*** Given records Section Begins ***

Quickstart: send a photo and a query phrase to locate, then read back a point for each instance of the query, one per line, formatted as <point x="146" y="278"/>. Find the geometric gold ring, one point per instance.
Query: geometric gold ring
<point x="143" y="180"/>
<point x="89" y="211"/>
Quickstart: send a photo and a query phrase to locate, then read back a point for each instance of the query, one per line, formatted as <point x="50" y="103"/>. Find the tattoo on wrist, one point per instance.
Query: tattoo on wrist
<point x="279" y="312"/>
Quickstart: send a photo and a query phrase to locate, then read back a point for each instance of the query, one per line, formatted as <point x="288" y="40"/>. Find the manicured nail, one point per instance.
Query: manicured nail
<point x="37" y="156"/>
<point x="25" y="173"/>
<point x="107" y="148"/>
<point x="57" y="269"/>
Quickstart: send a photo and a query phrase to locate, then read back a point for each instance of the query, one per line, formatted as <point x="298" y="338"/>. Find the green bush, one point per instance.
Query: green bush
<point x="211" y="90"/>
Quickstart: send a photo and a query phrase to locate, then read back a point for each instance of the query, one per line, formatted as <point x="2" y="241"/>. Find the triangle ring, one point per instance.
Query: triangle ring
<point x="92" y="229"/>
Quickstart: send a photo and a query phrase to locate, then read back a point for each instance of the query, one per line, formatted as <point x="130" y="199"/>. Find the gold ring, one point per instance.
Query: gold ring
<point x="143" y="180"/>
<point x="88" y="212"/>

*** Given records Section Ends ***

- **Activity**:
Return the data in full, with each line kept exactly as it is.

- **Expected output**:
Quickstart: send a photo and a query phrase to locate, then read back a point for each instance of the query, one per line, formatted as <point x="146" y="278"/>. Find the geometric gold ring, one point per instance.
Query: geometric gold ring
<point x="143" y="180"/>
<point x="89" y="211"/>
Quickstart: send a photo and a query phrase to locate, then read back a point for each instance of the query, one per line, formatted as <point x="50" y="103"/>. Find the tattoo on wrist, one point per instance.
Query: tattoo on wrist
<point x="279" y="312"/>
Quickstart: send a photo and a query phrase to locate, then read back a point for each instance of the query, one per line, formatted as <point x="288" y="40"/>. Find the manicured nail, one point per instance.
Query: manicured nail
<point x="37" y="156"/>
<point x="25" y="173"/>
<point x="107" y="148"/>
<point x="57" y="269"/>
Quickstart: send a photo and a query phrase to locate, then read back a point for each instance of the query, one per line, formatted as <point x="298" y="338"/>. Find the green bush, one point per instance.
Query: green bush
<point x="211" y="90"/>
Quickstart: send a photo and a query phrase to locate, then read back a point for each instance of the query, one per line, formatted as <point x="2" y="241"/>. Find the triangle ring, one point per instance.
Query: triangle ring
<point x="92" y="229"/>
Quickstart: send a photo and a query phrase to locate, then read back a point for each instance of the query, one per line, formatted as <point x="130" y="199"/>. Find the gold ring, one point per instance.
Query: gold ring
<point x="143" y="180"/>
<point x="88" y="212"/>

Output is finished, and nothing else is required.